Set problem >>
Put every line of the listing below into a numbered list, skipping blank lines. Leave the pictures out of your answer.

Working data >>
::::
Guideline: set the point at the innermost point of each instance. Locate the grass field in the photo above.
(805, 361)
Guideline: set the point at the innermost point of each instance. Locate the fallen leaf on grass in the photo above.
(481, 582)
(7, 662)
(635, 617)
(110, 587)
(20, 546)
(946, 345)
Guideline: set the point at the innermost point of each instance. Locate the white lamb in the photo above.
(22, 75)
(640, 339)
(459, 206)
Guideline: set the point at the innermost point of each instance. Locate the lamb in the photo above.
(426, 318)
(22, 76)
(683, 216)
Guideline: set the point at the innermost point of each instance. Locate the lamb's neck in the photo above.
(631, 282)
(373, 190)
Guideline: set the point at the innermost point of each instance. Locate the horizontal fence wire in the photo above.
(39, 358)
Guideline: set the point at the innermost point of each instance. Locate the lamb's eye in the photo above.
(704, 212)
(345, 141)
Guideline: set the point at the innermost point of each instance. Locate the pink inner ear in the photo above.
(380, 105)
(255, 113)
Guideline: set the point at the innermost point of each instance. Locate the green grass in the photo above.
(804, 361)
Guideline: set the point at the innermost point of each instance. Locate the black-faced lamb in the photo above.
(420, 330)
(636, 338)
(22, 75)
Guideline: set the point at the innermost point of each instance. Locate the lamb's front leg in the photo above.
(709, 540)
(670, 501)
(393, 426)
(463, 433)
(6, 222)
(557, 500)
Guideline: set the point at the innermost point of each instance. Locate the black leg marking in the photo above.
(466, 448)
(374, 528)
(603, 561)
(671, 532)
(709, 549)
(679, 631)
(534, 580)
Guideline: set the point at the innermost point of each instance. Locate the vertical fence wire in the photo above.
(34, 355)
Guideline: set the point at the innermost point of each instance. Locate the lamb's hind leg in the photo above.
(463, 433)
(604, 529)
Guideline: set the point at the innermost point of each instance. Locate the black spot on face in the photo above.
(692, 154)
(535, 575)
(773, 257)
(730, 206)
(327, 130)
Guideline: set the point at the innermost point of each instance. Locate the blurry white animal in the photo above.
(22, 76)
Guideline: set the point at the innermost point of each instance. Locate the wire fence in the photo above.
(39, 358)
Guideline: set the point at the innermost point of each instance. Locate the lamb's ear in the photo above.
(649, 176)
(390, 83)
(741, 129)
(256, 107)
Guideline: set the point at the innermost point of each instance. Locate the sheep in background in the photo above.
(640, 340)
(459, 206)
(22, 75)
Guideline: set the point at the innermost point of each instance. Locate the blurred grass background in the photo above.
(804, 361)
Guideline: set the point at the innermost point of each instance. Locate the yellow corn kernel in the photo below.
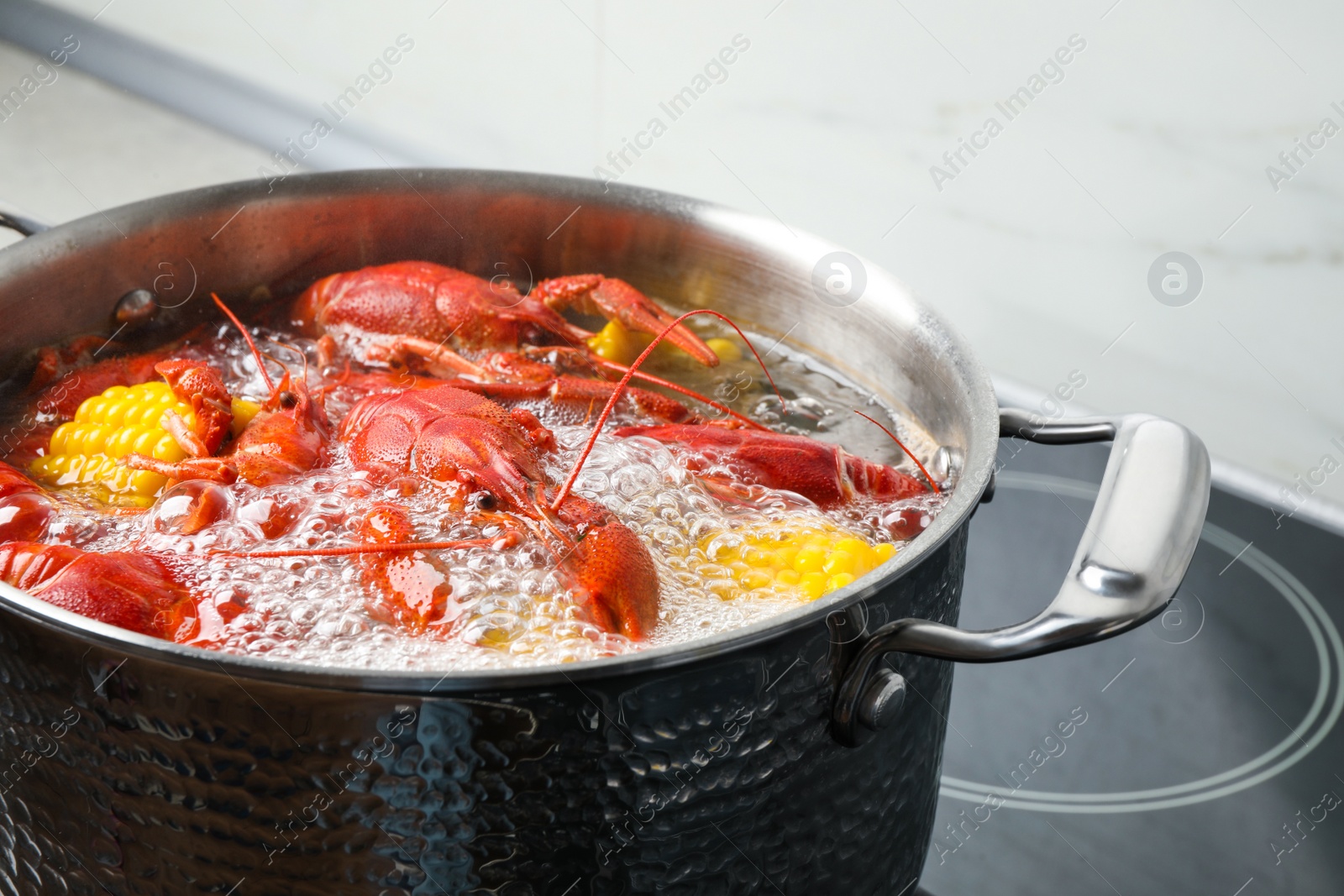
::::
Task solution >>
1. Guideline: set the point at the innermost point of each instance. Locate the grass field in the photo above.
2. (805, 361)
3. Guideline: set the point at the innermost point of each instance. Locate the fallen leaf on grass in the photo above.
4. (481, 582)
5. (7, 662)
6. (635, 617)
7. (110, 587)
8. (20, 546)
9. (946, 345)
10. Guideline: set the point at the innermost point of each instance. Locate the white lamb in the photo above.
11. (22, 75)
12. (640, 339)
13. (459, 206)
14. Guideline: set the point at the innermost point of each instance. Locate the lamb in the photo above.
15. (426, 318)
16. (22, 76)
17. (683, 216)
18. Guideline: set the point at the innermost point of each instance. Locate the lamb's neck in the photo above.
19. (631, 282)
20. (373, 190)
21. Guideline: set the point at the innermost point of each instance. Locate the horizontal fence wire in the photo above.
22. (39, 358)
23. Guideline: set the point at the innermost point of each instance. Locate the lamb's eye in the photo above.
24. (704, 212)
25. (345, 141)
26. Guideline: set the point at the innermost point of each instance. Locate the pink inner ear in the photo above.
27. (380, 105)
28. (255, 113)
29. Guideline: set the point at the innermost point of each instance. Locate the green grass in the photo above.
30. (804, 361)
31. Guideline: set the point at the innermost point of each instance. Locate the black-faced lamb in the photo above.
32. (420, 330)
33. (636, 338)
34. (22, 75)
35. Guideline: set the point at the innermost point of each instance. Locate the lamb's front leg in the photo above.
36. (709, 540)
37. (670, 501)
38. (393, 426)
39. (463, 433)
40. (6, 222)
41. (557, 500)
42. Guideline: set the point at the innermost point of each instance. Locate the black leg marking in the photo above.
43. (466, 448)
44. (374, 528)
45. (603, 561)
46. (671, 532)
47. (709, 549)
48. (679, 631)
49. (534, 580)
50. Guideline: set the point at the innermost point of each instance. Locate the vertical fence wire in the photo above.
51. (34, 355)
52. Guideline: set the point at the innermost point of each instance. Locate the lamb's hind leg in the photo above.
53. (463, 433)
54. (604, 529)
55. Guideline: set the point at the innermost point of each instance. Locate the black spot on face in the photo above.
56. (692, 154)
57. (535, 575)
58. (773, 257)
59. (730, 206)
60. (327, 130)
61. Guideline: set the point at the innermost point of each instance. Locate the blurry white animal in the photo above.
62. (22, 76)
63. Guideline: set the point at the innermost point of each instance. Locate the wire fence in the photo above.
64. (39, 358)
65. Guideline: set the point at the innermost point of each instance. Locate the lamb's ear in the photo above.
66. (649, 176)
67. (390, 83)
68. (741, 129)
69. (256, 107)
70. Guideline: set the point at the innermost point of each instance. Locate the sheep in background in the photo above.
71. (640, 340)
72. (459, 206)
73. (22, 75)
74. Guideline: set the point at the innermost point of each instance. Locate the blurred grass background in the photo above.
75. (804, 361)
76. Guideline: set the point at the innermost point of each instance. Locate the yellow corn kernel in the photo below.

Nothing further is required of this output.